----- RECORDS TO PROCESS -----
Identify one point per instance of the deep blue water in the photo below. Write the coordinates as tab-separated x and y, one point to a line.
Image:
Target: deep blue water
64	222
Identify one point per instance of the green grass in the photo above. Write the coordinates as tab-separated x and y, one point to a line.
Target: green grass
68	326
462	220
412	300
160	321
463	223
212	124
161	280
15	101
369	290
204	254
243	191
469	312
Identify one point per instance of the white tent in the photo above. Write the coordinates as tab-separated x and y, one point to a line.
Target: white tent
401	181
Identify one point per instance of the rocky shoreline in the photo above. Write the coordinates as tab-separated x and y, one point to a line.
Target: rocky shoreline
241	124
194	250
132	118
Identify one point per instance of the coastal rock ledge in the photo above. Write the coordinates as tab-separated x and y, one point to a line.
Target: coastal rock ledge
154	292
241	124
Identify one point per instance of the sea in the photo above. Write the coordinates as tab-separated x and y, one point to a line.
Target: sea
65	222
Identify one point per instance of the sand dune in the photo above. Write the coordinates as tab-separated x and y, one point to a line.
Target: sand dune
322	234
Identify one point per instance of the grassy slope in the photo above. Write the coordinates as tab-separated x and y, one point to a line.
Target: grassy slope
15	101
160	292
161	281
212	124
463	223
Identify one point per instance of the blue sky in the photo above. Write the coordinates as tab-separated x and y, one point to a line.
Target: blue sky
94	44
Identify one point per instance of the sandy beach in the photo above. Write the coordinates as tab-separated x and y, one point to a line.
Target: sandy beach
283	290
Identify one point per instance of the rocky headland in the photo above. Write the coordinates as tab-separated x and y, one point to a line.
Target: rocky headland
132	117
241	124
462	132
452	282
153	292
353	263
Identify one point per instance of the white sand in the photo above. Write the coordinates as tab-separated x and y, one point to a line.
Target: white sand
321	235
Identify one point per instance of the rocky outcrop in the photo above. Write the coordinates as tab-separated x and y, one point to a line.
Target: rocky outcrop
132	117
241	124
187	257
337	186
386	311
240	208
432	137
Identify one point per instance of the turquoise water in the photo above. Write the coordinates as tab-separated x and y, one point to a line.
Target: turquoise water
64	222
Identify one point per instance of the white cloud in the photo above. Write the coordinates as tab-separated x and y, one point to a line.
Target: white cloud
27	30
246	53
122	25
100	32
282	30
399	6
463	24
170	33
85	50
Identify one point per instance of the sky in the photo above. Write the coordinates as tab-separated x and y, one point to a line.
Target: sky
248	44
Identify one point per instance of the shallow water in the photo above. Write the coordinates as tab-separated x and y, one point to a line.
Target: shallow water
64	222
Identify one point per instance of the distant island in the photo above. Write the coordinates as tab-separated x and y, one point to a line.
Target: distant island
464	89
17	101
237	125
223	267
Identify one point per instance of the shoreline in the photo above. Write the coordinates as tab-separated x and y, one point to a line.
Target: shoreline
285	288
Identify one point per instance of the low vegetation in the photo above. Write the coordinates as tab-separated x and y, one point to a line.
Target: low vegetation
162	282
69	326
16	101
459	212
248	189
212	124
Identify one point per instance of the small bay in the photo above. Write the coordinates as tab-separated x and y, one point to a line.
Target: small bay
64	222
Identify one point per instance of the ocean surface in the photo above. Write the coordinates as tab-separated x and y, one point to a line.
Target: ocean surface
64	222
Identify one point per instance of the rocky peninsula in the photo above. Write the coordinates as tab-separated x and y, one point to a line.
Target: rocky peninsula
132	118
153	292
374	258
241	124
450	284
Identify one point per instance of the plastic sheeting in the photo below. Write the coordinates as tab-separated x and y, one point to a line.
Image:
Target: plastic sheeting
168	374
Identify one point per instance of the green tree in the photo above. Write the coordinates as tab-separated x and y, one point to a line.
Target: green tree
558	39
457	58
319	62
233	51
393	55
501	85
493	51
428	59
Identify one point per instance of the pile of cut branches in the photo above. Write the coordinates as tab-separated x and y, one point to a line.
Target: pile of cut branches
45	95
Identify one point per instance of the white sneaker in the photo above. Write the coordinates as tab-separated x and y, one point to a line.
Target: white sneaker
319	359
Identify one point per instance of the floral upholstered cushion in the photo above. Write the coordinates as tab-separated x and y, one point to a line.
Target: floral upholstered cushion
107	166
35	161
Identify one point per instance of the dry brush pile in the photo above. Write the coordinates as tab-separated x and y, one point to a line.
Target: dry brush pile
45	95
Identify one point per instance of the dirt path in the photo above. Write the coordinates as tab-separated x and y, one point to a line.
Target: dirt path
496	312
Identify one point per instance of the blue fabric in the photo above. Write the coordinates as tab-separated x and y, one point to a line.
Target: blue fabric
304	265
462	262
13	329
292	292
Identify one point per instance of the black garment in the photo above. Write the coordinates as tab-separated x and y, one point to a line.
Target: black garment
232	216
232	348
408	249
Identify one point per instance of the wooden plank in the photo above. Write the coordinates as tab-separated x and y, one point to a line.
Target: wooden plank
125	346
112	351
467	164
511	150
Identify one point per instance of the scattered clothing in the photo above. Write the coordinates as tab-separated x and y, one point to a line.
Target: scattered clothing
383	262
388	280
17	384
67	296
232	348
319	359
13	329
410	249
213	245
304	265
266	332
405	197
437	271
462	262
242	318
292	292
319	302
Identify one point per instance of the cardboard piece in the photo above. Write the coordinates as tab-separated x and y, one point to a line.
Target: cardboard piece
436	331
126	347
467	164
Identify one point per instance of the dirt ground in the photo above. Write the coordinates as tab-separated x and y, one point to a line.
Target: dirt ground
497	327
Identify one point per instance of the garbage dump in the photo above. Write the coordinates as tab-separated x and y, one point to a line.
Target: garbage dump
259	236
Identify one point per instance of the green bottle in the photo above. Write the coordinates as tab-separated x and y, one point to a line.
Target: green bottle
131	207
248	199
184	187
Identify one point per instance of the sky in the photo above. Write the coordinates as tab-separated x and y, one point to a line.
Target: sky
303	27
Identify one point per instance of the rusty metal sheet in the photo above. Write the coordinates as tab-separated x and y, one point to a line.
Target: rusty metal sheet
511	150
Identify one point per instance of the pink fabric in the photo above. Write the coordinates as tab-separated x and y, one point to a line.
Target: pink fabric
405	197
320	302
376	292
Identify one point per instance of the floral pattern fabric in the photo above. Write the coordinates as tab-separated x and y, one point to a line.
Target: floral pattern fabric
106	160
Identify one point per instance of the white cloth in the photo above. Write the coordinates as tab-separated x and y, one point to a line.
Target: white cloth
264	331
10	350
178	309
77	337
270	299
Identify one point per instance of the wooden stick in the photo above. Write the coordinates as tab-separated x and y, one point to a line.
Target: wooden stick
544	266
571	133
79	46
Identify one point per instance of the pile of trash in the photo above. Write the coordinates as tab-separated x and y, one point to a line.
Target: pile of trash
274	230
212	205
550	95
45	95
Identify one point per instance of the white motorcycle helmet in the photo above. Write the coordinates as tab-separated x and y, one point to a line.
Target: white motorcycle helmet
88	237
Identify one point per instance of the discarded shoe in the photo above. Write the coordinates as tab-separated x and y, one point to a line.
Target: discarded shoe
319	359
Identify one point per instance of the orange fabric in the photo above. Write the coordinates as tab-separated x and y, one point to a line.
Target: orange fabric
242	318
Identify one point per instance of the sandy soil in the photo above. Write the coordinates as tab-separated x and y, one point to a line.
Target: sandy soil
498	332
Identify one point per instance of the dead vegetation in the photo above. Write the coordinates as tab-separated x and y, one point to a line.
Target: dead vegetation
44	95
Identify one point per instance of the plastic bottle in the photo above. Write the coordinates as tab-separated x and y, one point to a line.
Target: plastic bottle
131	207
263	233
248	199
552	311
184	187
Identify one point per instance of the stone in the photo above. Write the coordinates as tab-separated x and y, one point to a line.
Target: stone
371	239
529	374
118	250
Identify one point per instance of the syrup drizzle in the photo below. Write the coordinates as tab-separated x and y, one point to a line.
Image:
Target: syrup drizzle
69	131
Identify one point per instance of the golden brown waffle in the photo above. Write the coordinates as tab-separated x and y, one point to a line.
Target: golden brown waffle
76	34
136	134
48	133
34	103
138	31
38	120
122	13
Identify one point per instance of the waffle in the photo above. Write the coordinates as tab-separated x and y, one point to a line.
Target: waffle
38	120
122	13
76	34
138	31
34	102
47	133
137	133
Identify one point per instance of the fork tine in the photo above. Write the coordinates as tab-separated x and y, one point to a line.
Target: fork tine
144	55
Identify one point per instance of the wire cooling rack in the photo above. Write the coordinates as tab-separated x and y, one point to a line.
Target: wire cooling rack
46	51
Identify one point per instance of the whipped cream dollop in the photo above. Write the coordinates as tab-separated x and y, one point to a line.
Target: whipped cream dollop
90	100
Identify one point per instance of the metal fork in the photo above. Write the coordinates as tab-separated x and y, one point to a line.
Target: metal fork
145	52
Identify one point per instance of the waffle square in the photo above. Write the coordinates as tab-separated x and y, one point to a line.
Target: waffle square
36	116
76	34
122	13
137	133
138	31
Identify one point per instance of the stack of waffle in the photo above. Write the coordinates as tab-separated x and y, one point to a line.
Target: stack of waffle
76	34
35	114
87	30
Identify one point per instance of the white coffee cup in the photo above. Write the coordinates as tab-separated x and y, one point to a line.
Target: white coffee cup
-----
----- RECORDS TO PROCESS -----
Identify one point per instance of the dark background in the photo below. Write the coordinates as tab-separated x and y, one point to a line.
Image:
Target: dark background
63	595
-----
Reproduce every line in the data that has the word "coffee" in it.

**WRITTEN SOLUTION**
Identify one point per instance of the white coffee cup in the photo above. Write the coordinates as tab-separated x and y, one point to a line.
Target: white coffee cup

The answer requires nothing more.